### Required work
Rewrite the lines below as a Markdown table with two columns, Row and Line, numbering each line in order and leaving out blank lines.

<<<<

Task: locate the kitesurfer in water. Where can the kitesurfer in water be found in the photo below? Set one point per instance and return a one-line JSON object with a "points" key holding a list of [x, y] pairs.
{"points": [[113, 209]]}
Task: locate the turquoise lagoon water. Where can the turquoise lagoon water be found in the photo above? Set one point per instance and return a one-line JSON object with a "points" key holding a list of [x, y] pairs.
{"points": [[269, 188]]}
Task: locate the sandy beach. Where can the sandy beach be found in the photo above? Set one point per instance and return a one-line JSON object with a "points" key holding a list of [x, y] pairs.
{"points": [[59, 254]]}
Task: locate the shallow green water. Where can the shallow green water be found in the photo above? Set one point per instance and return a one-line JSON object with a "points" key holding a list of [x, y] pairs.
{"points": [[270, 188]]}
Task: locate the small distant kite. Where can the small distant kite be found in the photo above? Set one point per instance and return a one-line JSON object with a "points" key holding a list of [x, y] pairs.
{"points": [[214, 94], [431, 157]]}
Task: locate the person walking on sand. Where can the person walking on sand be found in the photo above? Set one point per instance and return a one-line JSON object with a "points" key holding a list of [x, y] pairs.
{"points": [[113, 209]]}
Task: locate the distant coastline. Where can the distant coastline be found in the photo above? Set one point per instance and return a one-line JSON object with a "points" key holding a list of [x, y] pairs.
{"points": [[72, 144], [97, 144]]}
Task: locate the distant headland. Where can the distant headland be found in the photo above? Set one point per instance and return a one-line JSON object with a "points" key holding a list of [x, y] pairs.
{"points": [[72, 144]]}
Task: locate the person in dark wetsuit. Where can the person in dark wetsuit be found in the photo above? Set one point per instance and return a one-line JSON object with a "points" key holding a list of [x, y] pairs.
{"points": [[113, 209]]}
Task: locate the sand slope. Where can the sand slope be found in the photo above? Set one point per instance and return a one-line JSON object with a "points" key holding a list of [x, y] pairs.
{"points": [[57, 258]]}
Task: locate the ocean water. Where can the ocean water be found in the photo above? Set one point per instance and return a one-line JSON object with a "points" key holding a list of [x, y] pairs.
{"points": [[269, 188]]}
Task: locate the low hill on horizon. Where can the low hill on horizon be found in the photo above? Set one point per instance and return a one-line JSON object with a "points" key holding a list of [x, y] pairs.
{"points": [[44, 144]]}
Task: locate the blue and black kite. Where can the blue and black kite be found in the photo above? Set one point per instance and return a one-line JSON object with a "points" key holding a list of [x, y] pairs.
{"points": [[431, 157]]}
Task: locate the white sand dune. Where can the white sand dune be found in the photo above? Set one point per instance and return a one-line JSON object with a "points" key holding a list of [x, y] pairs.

>>>>

### Response below
| Row | Line |
|---|---|
| 1 | Task: locate the kitesurfer in water. Where can the kitesurfer in water be found in the photo below? Set one point per instance and return a one-line JSON object with a "points" key holding a list of [x, y] pairs. |
| 2 | {"points": [[113, 209]]} |
| 3 | Task: locate the turquoise lagoon water. Where can the turquoise lagoon water be found in the photo above? Set one point per instance and return a one-line JSON object with a "points" key holding a list of [x, y] pairs. |
| 4 | {"points": [[269, 188]]} |
| 5 | Task: locate the sandy beach. Where can the sandy beach be found in the photo above? Set one point per instance and return a one-line JSON object with a "points" key holding a list of [x, y] pairs. |
| 6 | {"points": [[59, 254]]} |
| 7 | Task: locate the shallow green water. Where can the shallow green water be found in the photo above? Set one point per instance and return a one-line JSON object with a "points" key holding a list of [x, y] pairs. |
| 8 | {"points": [[270, 188]]} |
| 9 | Task: locate the small distant kite. Where can the small distant kite be found in the photo above? Set one point per instance and return a one-line JSON object with a "points" key holding a list of [x, y] pairs. |
| 10 | {"points": [[214, 94], [431, 157]]} |
| 11 | Task: locate the person walking on sand. Where can the person walking on sand be found in the photo above? Set one point per instance and return a one-line JSON object with a "points" key holding a list of [x, y] pairs. |
| 12 | {"points": [[113, 209]]} |
| 13 | Task: locate the distant coastline. Where can the distant coastline be found in the photo above? Set one point per instance and return a one-line JSON object with a "points" key holding a list of [x, y] pairs. |
| 14 | {"points": [[72, 144], [97, 144]]} |
| 15 | Task: locate the distant headland. Where can the distant headland be found in the photo above? Set one point per instance and return a one-line JSON object with a "points" key holding a list of [x, y] pairs. |
| 16 | {"points": [[72, 144]]} |
| 17 | Task: locate the person in dark wetsuit. Where can the person in dark wetsuit be found in the photo above? Set one point per instance and return a one-line JSON object with a "points" key holding a list of [x, y] pairs. |
| 18 | {"points": [[113, 209]]} |
| 19 | Task: locate the sand slope. Where can the sand slope be found in the photo above? Set one point per instance and return a one-line JSON object with a "points" key holding a list of [x, y] pairs. |
| 20 | {"points": [[57, 258]]} |
| 21 | Task: locate the ocean water. Where can the ocean water be found in the photo above? Set one point per instance and return a one-line JSON object with a "points" key holding a list of [x, y] pairs. |
| 22 | {"points": [[269, 188]]} |
| 23 | Task: locate the low hill on horizon. Where can the low hill on horizon be found in the photo above? Set one point per instance and return a one-line JSON object with a "points" key holding a list of [x, y] pairs. |
| 24 | {"points": [[44, 144]]} |
| 25 | Task: locate the blue and black kite. Where can the blue and black kite be found in the photo above? Set one point per instance and return a one-line JSON object with a "points" key holding a list of [x, y] pairs. |
| 26 | {"points": [[431, 157]]} |
| 27 | Task: locate the white sand dune. Where can the white sand dune be found in the photo above? Set one point per instance and return a one-line JSON object with a "points" key holding a list of [x, y] pairs. |